===== PASSAGEM CITADA
Deve entender-se a IA como uma galáxia de realidades diversas e
não podemos presumir a priori que o
seu desenvolvimento dará contribuição benéfica ao futuro da Humanidade e à paz
entre os povos. O
resultado positivo só é possível, se de agirmos com responsabilidade e
respeitarmos valores humanos fundamentais, como ‘inclusão, transparência,
segurança, equidade, privacidade e fiabilidade. E esta tecnologia e a sua
expansão devem afastar-nos da tentação do egoísmo, do interesse próprio, do
desejo de lucro e da sede de poder, e aproximar-nos da paz e do bem comum.
“A dignidade intrínseca de cada pessoa e a fraternidade que nos
une como membros da única família humana devem estar na base do desenvolvimento
das novas tecnologias e servir como critérios indiscutíveis para as avaliar,
antes da sua utilização, para que o progresso digital possa ser verificado no
respeito pela justiça e contribuir para a causa da paz”, considera o Papa.
O Papa
alertou sobre a importância dos limites dentro da IA: “O ser humano, mortal por
definição, pensando em ultrapassar todos os limites através da tecnologia,
corre o risco, na obsessão de querer controlar tudo, de perder o controlo sobre
si mesmo; em
busca da liberdade absoluta, de cair na espiral de uma ditadura tecnológica.”
==========
===== EXCERTOS DE DADOS
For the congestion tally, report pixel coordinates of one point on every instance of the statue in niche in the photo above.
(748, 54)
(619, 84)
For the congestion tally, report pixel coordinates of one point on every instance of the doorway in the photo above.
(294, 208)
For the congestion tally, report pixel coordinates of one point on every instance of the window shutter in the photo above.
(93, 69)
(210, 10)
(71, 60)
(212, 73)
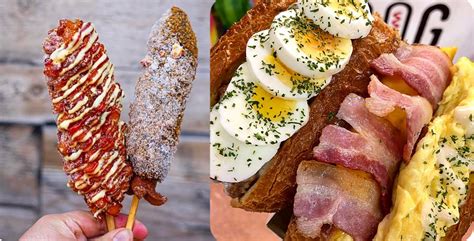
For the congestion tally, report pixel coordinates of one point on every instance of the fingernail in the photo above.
(124, 235)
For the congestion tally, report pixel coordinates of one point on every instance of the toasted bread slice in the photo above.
(229, 52)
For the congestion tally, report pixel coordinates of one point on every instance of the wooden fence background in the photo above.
(31, 180)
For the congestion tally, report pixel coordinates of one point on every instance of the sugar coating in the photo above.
(161, 94)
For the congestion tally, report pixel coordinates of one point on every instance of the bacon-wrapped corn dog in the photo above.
(87, 100)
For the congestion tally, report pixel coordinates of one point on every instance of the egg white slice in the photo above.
(274, 76)
(231, 159)
(305, 48)
(343, 18)
(252, 115)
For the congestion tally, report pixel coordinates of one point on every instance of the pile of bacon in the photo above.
(88, 103)
(326, 193)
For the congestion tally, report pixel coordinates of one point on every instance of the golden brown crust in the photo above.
(229, 52)
(275, 188)
(456, 232)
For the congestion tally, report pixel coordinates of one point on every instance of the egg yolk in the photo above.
(345, 7)
(271, 107)
(321, 45)
(287, 76)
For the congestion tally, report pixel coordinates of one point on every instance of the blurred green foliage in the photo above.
(230, 11)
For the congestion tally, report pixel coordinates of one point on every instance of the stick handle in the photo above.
(133, 212)
(110, 222)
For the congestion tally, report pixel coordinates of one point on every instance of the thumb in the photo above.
(120, 234)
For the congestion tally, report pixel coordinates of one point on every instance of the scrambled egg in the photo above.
(434, 184)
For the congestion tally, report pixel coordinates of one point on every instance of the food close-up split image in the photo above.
(104, 120)
(237, 120)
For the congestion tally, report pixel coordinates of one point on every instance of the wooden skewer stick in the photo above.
(110, 222)
(133, 212)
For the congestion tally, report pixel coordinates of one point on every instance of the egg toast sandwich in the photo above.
(317, 105)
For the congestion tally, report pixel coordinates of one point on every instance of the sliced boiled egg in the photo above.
(231, 159)
(303, 47)
(254, 116)
(274, 76)
(343, 18)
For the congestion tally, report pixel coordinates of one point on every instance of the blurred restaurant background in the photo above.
(32, 182)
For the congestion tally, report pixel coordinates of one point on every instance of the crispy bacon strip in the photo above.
(375, 148)
(327, 194)
(424, 68)
(383, 100)
(86, 98)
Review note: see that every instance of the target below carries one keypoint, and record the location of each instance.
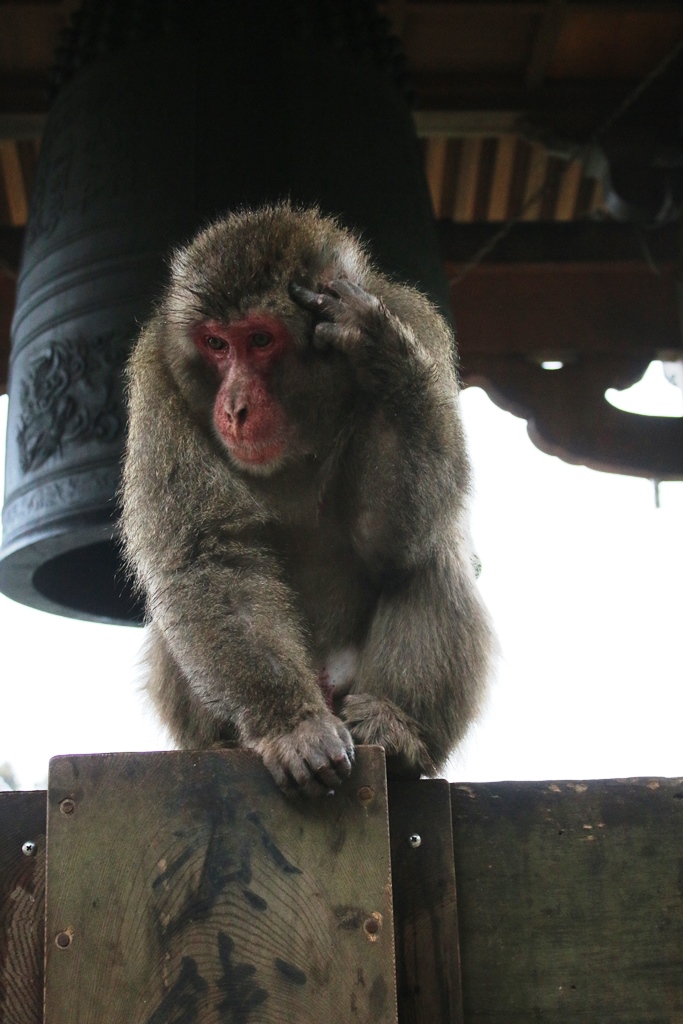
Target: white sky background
(583, 577)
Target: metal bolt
(372, 927)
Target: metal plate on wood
(22, 906)
(184, 888)
(570, 901)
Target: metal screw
(372, 927)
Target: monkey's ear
(180, 262)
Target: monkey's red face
(247, 415)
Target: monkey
(295, 506)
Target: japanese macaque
(295, 506)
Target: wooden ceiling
(510, 97)
(480, 70)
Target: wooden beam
(581, 242)
(568, 900)
(22, 906)
(545, 42)
(503, 168)
(435, 170)
(467, 179)
(567, 193)
(11, 173)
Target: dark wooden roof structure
(552, 146)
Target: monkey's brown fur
(355, 542)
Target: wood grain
(425, 906)
(22, 907)
(570, 901)
(184, 888)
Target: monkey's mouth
(259, 456)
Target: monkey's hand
(358, 325)
(376, 720)
(314, 758)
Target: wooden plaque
(184, 888)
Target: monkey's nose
(238, 416)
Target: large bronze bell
(168, 114)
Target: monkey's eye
(261, 339)
(212, 341)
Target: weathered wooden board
(22, 906)
(183, 888)
(424, 902)
(570, 901)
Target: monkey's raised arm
(410, 468)
(215, 593)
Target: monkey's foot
(376, 720)
(313, 758)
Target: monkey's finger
(305, 778)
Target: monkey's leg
(424, 667)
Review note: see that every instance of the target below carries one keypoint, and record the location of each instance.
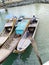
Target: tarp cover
(21, 26)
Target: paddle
(36, 51)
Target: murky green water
(42, 35)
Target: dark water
(42, 35)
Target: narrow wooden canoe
(25, 41)
(6, 34)
(10, 44)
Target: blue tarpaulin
(8, 16)
(21, 26)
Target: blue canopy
(21, 26)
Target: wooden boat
(30, 33)
(2, 10)
(11, 43)
(7, 31)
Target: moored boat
(9, 26)
(29, 34)
(13, 40)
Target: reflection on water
(42, 36)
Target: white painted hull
(24, 43)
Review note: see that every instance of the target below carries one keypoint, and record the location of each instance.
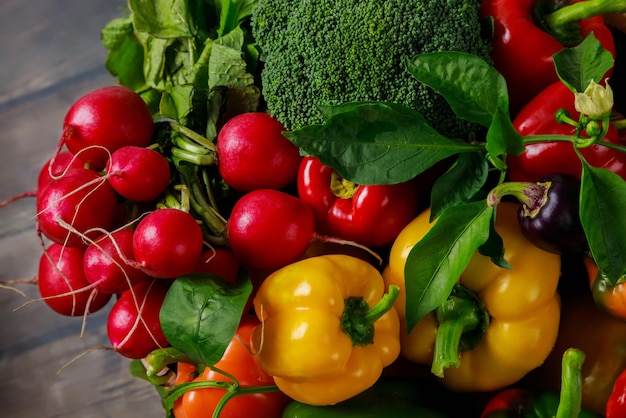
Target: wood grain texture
(50, 55)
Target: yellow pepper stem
(462, 323)
(358, 318)
(571, 384)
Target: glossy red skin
(221, 262)
(522, 52)
(253, 154)
(616, 405)
(106, 268)
(87, 207)
(373, 216)
(139, 174)
(123, 320)
(538, 160)
(111, 116)
(238, 361)
(268, 229)
(168, 243)
(63, 161)
(61, 272)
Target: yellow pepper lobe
(302, 340)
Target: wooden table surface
(50, 54)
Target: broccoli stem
(583, 10)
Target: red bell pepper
(542, 158)
(371, 215)
(522, 50)
(616, 405)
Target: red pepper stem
(584, 10)
(532, 196)
(462, 323)
(571, 384)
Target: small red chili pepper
(371, 215)
(524, 402)
(616, 405)
(522, 50)
(542, 158)
(609, 297)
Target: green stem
==========
● TAREFA A REALIZAR
Prossiga o texto sobre o apelo do Papa acerca da inteligência artificial, a partir da última frase apresentada.

● RESPOSTA ESPERADA
Reconhecer e aceitar o próprio limite como criatura é condição
indispensável para o homem aceitar a plenitude como dom, ao passo que a falta
de limites pode resultar em desigualdades, riqueza acumulada nas mãos de
poucos, com sério risco para as sociedades democráticas.
Francisco citou o impacto das
novas tecnologias no local de trabalho e pediu que a comunidade internacional,
vendo como tais formas de tecnologia penetram cada vez mais nos locais de trabalho,
tenha como alta prioridade o respeito pela dignidade dos trabalhadores e a
importância de emprego para o bem-estar económico das pessoas, das famílias e das
sociedades, para a estabilidade no emprego e para a igualdade salarial.
Quanto
às armas, o Santo Padre afirma
que a alta tecnologia que chegou ao setor gerou menor perceção da devastação
causada e da responsabilidade do uso de armas, contribuindo para uma abordagem
ainda mais fria que, às vezes, leva à guerra. “Não podemos ignorar a
possibilidade de armas sofisticadas caírem em mãos erradas, facilitando, por
exemplo, ataques terroristas ou intervenções destinadas a desestabilizar
instituições governamentais legítimas. E o Mundo
não precisa de novas tecnologias para contribuir para o desenvolvimento iníquo
do mercado e do comércio de armas, promovendo a loucura da guerra”, enfatiza.
O Pontífice julga que será positivo que a Ia se centre na promoção
do desenvolvimento humano integral, nas inovações importantes na agricultura,
na educação e na cultura, na melhoria do nível de vida de nações e de povos
inteiros, no crescimento da fraternidade humana e da amizade social, além da
inclusão destes últimos, os mais frágeis e necessitados.
A tecnologia a favor da
educação é outro escopo do Papa. A IA deve
ter como principal objetivo a promoção do pensamento crítico, do
desenvolvimento da capacidade de discernimento, no combate à desinformação, às
notícias falsas e à cultura dos “muros”.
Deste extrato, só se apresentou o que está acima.